- [Task details]:
Edit the rows from the line with "white plate -> outline each instance" to the line with "357 344 L 357" by replacing "white plate" with "dinner plate", and write out only those lines with everything else unchanged.

-- begin Dataset content --

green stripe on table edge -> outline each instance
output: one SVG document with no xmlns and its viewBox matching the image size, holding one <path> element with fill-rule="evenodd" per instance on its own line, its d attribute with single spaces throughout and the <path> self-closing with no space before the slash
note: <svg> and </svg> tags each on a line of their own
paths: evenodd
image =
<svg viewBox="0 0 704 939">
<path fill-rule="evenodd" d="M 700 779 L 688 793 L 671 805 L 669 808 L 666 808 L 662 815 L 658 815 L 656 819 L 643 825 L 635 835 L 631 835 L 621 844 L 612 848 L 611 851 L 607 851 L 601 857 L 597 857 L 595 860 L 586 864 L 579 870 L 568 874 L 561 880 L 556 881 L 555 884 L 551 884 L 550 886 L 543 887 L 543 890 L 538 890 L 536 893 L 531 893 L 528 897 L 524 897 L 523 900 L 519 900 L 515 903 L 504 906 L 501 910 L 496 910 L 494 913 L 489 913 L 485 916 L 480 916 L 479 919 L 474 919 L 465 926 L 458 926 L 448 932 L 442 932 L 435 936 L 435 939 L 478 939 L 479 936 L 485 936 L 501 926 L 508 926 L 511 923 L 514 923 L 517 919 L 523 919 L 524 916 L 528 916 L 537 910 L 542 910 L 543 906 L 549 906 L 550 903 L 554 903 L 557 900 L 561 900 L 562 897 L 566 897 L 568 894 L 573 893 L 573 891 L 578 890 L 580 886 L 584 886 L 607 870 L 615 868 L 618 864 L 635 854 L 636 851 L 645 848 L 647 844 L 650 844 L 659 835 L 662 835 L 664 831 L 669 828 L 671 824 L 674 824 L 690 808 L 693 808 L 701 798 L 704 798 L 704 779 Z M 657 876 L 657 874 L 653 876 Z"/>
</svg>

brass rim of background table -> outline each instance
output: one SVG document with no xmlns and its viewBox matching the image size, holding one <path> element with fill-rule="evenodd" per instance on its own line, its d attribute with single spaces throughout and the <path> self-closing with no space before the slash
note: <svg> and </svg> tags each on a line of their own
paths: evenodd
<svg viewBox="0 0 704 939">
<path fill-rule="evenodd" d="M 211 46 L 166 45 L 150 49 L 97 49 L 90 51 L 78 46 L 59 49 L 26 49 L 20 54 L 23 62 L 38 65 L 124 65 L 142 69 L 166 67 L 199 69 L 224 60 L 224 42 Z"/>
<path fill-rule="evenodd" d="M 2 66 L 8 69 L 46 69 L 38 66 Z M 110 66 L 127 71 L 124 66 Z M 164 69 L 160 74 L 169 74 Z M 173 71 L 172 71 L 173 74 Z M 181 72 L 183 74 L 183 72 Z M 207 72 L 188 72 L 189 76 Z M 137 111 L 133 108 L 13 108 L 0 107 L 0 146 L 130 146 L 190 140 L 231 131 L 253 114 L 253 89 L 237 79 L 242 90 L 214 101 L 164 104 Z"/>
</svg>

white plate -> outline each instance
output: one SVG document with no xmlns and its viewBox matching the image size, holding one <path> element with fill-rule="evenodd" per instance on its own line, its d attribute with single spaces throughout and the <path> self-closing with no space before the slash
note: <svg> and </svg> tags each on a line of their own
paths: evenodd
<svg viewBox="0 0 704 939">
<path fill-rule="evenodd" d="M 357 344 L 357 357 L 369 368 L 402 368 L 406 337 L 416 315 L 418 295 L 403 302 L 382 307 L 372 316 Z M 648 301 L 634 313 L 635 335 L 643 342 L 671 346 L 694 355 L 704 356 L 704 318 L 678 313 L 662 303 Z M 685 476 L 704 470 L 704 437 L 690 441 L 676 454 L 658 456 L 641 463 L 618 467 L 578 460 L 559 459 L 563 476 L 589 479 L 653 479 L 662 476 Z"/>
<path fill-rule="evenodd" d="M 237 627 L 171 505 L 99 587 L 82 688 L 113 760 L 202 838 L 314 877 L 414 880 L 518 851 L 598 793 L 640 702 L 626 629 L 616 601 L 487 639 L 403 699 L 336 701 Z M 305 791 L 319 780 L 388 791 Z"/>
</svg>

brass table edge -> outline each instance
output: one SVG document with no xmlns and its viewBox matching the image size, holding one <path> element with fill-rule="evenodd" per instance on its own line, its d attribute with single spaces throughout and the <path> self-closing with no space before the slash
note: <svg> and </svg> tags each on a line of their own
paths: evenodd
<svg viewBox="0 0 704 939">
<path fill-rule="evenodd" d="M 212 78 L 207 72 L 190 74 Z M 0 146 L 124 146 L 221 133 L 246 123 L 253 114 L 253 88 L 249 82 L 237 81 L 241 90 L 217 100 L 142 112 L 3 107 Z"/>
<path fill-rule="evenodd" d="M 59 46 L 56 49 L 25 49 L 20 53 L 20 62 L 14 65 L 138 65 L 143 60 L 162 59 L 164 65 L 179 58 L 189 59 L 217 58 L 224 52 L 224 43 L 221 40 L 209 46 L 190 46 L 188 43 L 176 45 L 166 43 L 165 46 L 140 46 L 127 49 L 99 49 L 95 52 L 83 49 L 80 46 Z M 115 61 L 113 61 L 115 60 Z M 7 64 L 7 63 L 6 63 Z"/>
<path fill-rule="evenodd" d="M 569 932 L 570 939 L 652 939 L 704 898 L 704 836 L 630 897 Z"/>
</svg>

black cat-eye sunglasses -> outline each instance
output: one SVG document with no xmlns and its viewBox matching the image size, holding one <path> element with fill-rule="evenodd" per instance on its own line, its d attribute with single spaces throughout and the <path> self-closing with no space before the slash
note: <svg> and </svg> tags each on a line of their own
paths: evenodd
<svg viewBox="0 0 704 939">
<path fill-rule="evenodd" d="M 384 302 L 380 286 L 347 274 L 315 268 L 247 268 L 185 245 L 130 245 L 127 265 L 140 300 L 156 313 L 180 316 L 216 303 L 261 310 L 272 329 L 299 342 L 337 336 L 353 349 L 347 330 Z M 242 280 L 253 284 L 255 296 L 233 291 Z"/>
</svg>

-- end Dataset content --
-- begin Dataset content --

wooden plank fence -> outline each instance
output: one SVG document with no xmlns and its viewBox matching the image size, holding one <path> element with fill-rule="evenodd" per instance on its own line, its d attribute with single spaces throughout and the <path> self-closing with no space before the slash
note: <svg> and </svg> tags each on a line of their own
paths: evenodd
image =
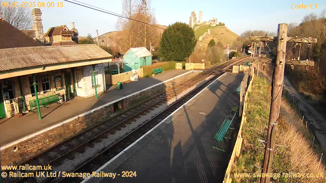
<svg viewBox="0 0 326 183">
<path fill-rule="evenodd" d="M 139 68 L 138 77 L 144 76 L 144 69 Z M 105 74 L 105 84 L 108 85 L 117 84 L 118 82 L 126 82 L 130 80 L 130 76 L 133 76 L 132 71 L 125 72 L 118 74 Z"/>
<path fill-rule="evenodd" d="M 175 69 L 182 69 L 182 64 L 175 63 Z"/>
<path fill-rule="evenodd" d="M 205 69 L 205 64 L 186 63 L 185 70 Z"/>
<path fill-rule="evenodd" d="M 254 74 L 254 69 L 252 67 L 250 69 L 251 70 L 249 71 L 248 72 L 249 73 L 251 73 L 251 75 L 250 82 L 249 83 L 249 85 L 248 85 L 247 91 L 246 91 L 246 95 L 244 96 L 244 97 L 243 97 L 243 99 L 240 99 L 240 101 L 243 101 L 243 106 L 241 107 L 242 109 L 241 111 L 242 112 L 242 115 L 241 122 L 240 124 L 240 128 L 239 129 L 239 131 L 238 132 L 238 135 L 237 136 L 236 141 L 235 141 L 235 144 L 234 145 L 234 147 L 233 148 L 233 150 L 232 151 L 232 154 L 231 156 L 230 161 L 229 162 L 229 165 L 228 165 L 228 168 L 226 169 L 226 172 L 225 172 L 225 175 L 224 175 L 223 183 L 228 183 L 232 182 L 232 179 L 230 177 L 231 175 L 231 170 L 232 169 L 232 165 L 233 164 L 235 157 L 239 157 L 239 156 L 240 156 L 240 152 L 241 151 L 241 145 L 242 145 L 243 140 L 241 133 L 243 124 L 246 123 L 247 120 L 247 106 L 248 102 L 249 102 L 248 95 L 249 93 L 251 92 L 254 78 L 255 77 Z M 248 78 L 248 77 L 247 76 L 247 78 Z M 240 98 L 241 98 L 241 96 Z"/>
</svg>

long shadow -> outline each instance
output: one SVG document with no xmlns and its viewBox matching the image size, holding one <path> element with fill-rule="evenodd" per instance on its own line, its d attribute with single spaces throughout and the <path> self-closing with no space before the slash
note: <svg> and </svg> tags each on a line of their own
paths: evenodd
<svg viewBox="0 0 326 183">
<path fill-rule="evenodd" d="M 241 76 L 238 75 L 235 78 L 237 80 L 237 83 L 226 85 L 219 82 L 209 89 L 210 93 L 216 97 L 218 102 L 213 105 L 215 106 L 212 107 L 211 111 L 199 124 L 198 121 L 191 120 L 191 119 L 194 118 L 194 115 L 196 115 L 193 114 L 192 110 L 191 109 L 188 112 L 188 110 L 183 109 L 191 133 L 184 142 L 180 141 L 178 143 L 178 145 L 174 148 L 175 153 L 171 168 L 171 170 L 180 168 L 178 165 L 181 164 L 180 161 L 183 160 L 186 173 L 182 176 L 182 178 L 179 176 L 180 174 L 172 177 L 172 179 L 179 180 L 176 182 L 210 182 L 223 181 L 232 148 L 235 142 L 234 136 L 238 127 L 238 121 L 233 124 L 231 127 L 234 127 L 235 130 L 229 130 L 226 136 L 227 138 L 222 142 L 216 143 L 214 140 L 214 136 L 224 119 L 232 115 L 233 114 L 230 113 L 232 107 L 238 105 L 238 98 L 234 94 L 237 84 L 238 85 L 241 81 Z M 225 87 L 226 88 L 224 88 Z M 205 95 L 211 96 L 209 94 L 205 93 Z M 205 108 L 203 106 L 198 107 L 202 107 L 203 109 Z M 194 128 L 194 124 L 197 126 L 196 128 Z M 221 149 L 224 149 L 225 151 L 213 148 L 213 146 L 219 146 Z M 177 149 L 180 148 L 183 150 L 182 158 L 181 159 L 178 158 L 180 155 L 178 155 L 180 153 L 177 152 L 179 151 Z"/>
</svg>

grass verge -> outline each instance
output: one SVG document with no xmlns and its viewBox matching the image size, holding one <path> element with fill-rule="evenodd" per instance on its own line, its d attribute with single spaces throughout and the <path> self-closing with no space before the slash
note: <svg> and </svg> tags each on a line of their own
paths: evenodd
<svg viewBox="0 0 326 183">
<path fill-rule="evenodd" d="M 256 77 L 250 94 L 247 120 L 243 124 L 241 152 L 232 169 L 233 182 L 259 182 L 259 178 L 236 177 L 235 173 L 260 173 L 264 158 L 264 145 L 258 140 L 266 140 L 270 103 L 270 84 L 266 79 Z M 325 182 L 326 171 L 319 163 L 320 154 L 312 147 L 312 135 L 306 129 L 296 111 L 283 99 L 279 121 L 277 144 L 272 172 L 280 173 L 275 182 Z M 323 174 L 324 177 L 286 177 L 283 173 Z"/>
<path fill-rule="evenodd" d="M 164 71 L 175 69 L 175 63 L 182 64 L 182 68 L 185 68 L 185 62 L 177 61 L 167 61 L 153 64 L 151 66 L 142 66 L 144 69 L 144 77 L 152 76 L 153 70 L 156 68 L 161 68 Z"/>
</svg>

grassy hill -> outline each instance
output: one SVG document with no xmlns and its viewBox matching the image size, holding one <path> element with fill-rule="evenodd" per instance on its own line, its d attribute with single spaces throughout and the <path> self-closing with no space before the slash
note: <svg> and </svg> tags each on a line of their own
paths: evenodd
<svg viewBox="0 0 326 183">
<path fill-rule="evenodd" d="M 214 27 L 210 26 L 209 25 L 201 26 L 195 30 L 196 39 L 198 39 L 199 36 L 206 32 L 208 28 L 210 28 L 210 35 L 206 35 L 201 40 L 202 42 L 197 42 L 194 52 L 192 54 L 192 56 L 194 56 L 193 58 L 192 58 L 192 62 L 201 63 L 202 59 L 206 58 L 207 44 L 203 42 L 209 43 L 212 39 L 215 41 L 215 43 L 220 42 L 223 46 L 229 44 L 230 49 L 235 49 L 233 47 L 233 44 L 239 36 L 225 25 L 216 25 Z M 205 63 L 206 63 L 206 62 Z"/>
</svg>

-- end Dataset content --
-- begin Dataset content --

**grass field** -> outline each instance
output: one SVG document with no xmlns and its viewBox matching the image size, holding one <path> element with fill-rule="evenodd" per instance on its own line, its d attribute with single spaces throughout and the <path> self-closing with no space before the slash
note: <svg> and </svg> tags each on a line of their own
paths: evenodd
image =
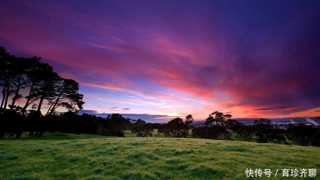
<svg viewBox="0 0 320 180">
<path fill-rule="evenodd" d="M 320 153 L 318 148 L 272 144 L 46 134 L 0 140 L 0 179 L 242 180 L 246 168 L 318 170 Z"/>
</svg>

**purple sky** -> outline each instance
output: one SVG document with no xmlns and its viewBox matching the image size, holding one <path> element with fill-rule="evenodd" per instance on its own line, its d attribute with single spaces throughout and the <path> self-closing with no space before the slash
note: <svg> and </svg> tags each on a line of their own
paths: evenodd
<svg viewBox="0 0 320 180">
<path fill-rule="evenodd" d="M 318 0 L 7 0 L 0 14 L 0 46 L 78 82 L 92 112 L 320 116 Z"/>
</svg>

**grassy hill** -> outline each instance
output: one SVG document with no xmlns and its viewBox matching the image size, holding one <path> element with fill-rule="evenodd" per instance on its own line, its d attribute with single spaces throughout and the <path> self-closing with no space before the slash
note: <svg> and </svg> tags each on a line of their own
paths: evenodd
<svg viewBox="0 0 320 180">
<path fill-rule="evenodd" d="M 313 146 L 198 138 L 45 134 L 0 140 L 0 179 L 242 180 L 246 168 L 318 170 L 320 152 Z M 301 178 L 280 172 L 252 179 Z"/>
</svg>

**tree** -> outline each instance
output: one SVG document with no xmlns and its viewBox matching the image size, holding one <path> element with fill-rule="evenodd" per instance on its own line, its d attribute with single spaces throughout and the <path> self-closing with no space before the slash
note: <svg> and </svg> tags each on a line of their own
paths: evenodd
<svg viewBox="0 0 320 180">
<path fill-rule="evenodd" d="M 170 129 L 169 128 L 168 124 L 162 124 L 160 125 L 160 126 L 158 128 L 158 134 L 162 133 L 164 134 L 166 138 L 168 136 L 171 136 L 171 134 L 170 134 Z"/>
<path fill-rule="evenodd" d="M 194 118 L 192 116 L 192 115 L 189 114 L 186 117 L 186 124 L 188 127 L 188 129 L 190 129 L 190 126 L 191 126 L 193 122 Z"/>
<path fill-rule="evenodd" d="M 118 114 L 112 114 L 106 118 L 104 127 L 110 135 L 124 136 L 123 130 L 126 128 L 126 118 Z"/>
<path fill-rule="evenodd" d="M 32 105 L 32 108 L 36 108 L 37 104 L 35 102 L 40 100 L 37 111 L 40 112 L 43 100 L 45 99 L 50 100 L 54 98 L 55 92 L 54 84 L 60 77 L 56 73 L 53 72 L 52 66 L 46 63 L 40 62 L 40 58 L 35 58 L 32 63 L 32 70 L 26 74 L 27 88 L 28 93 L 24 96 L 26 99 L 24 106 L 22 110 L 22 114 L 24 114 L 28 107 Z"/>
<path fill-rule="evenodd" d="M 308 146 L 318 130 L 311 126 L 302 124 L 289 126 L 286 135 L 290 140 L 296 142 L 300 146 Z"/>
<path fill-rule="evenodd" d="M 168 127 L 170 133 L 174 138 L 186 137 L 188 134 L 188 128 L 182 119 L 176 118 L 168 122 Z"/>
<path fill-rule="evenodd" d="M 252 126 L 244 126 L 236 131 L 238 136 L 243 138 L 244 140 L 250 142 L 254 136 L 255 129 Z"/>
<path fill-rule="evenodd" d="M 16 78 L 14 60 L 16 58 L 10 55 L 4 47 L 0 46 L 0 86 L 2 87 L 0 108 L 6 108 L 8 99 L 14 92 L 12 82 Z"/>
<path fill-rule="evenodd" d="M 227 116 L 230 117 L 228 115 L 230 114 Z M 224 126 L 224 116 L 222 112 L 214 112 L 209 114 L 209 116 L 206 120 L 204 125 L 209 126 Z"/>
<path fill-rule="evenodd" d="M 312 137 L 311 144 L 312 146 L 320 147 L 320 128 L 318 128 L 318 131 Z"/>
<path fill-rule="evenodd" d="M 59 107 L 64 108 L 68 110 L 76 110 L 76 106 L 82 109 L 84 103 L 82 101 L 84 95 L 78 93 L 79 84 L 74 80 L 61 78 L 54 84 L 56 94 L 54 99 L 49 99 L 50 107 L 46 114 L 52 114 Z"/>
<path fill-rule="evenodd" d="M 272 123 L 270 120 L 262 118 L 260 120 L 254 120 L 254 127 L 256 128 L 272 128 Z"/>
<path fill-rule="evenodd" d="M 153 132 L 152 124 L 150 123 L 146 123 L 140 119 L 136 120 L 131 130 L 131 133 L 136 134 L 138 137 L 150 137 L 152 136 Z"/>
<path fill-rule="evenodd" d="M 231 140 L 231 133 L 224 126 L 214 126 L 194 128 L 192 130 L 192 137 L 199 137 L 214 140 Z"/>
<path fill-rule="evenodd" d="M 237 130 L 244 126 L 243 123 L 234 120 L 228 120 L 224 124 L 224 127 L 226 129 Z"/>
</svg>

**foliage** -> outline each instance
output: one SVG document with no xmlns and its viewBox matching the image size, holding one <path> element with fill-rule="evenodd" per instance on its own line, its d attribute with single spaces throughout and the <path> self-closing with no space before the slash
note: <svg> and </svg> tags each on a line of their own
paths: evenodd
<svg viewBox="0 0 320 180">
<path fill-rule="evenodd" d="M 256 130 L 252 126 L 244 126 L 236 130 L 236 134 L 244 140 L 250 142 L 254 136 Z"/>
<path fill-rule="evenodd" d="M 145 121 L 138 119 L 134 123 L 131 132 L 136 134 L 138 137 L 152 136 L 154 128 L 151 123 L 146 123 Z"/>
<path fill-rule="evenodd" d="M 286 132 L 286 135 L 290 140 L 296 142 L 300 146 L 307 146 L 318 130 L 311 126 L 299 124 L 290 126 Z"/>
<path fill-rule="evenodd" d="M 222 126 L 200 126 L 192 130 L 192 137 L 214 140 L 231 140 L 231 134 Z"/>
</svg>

-- end Dataset content --

- [Exercise solution]:
dinner plate -> outline each instance
output: one SVG document with no xmlns and its viewBox matching the image size, holding one <path> element with fill-rule="evenodd" per instance on its own line, its d attribute with single spaces throughout and the <path> self-closing with no space before the slash
note: <svg> and </svg> tags each on a line of their own
paths: evenodd
<svg viewBox="0 0 704 939">
<path fill-rule="evenodd" d="M 357 344 L 357 357 L 369 368 L 402 368 L 406 337 L 416 315 L 418 295 L 403 302 L 382 307 L 372 316 Z M 648 301 L 634 313 L 635 335 L 643 342 L 671 346 L 694 355 L 704 356 L 704 318 L 678 313 L 662 303 Z M 685 476 L 704 470 L 704 437 L 690 441 L 676 454 L 658 456 L 641 463 L 618 467 L 578 460 L 559 459 L 563 476 L 589 479 L 653 479 L 662 476 Z"/>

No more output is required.